* [Activity] Your answer needs to include each line of the records in which the string "above" can be found.

* [Data to use]
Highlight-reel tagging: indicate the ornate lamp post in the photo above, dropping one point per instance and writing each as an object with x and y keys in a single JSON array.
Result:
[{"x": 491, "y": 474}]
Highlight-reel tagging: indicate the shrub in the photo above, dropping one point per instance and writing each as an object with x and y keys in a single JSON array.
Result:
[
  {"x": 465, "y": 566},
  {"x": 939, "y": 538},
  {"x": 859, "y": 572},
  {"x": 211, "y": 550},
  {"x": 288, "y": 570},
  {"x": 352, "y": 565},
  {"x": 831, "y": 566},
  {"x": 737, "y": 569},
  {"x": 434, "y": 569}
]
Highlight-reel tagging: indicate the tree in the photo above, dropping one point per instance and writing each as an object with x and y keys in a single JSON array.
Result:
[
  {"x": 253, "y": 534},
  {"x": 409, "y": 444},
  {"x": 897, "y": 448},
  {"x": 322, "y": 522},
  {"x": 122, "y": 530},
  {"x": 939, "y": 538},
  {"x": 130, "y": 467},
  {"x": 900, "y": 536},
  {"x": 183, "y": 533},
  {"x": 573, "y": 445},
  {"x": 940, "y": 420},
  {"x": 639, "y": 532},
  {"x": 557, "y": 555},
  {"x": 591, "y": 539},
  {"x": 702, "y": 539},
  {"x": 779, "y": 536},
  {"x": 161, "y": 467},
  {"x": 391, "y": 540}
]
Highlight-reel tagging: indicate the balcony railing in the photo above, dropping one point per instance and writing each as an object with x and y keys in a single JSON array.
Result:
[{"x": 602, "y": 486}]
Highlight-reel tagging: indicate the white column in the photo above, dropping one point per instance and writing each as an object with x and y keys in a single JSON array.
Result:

* [Solved exercise]
Highlight-reel tagging: indicate the ornate lamp post in the photo above, dropping one point per instance and writing each as an object with x and y keys in a single JSON array.
Highlight-reel tagging: indicate the shrub in the photo above, dropping one point per instance and writing each as an object with x and y keys in a single JSON array.
Highlight-reel tagging: indicate the tree in the photo above, dropping one point per instance and writing each as an object with x and y keys in a single JSON array.
Highlight-reel tagging: indicate the balcony railing in the photo above, dropping one point per instance and writing each as an object with x and y keys in a single JSON array.
Highlight-reel tagging: indicate the white column in the photo above, dropping one point per instance and writing each as an object with x and y keys in a single JSON array.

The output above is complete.